WORK TASK:
Only lines that contain the word "window" belong in the answer; copy them from the records below.

[Stored records]
◇ ◇ ◇ ◇
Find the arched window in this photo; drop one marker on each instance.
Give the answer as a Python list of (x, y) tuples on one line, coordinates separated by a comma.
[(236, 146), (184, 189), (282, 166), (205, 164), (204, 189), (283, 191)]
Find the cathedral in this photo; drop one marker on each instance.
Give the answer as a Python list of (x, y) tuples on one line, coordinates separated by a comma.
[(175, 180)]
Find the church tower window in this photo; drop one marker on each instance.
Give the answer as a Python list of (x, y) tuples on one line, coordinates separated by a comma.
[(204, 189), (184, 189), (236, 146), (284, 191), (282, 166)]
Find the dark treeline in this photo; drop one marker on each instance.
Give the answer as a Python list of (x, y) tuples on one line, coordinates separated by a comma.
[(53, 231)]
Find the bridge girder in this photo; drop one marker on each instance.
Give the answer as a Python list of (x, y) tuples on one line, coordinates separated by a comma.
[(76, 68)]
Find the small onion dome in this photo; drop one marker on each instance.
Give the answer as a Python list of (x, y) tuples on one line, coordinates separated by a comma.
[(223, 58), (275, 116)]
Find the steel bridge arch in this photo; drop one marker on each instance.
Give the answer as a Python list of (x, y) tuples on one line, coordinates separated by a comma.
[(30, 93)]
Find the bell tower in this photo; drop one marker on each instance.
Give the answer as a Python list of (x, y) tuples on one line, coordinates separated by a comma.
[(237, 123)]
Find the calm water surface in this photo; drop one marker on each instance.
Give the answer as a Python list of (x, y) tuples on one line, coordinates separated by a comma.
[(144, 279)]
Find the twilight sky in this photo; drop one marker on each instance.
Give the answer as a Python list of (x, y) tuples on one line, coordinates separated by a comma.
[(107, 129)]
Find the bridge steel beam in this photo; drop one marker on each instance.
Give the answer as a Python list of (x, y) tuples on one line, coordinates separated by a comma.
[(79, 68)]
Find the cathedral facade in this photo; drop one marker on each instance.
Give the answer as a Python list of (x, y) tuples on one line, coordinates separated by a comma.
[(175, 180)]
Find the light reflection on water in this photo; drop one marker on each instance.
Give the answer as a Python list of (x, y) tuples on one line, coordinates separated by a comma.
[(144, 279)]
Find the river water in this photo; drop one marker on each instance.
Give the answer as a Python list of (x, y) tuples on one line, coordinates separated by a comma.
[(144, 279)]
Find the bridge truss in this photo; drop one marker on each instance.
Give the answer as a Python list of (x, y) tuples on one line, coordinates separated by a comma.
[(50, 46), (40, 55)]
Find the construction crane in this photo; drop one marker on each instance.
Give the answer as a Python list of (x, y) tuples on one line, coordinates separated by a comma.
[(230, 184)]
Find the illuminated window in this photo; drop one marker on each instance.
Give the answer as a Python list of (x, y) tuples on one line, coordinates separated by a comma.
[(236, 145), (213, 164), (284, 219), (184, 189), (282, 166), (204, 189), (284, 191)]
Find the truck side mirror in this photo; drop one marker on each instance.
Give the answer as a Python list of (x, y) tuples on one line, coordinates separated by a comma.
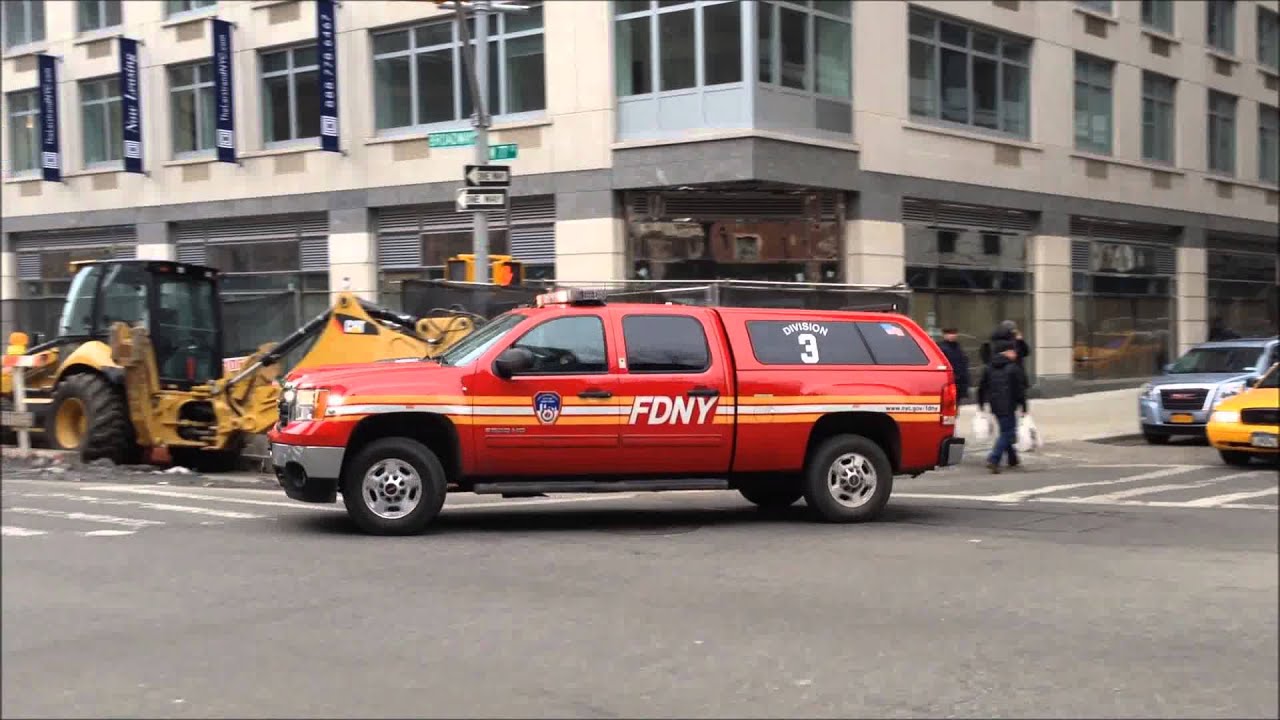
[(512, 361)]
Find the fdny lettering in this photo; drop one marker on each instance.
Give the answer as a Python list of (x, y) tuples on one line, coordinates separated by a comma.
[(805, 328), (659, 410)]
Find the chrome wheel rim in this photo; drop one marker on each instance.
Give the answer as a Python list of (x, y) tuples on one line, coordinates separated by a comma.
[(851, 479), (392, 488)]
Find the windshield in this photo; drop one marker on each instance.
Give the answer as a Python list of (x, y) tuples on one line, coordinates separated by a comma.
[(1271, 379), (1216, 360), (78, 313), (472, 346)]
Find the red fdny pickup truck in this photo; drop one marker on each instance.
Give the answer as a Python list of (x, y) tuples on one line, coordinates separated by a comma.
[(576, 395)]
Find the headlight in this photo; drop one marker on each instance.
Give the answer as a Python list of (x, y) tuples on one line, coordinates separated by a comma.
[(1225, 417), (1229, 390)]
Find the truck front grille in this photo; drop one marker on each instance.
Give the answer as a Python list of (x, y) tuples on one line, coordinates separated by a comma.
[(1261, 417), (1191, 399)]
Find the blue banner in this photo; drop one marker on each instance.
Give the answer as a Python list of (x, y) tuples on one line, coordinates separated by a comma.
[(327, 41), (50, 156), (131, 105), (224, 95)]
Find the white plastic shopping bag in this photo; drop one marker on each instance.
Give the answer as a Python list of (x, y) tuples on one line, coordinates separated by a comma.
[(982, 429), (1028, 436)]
◇ ◇ ◇ ◇
SOLUTION TO THIS PROBLEM:
Find the arched window in this photo; drop one marker on each instance.
Find the church tower window in this photo; drop one marker on each instance.
Find the illuminated window in this photo; drop one marker on each instance.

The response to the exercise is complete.